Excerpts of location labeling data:
----

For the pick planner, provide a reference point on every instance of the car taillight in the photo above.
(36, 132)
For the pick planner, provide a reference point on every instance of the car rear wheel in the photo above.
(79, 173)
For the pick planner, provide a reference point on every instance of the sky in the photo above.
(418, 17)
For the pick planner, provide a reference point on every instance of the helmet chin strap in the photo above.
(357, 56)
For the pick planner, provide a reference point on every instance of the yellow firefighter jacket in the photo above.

----

- What to produce
Reproduce all of the items above word for word, without changing anything.

- Final result
For the pick planner, provide a reference point on every instance of the car taillight in the photo above.
(36, 132)
For the pick planner, provide a reference point on every instance of the car rear wheel in the photo above.
(79, 173)
For the pick planner, provide a reference point on every instance of the sky in the photo above.
(418, 17)
For the pick planner, provide a reference point on every instance of the helmet chin strap in the photo above.
(357, 56)
For the pick planner, provide a reference point on every instance of the yellow firefighter jacket in the photo above.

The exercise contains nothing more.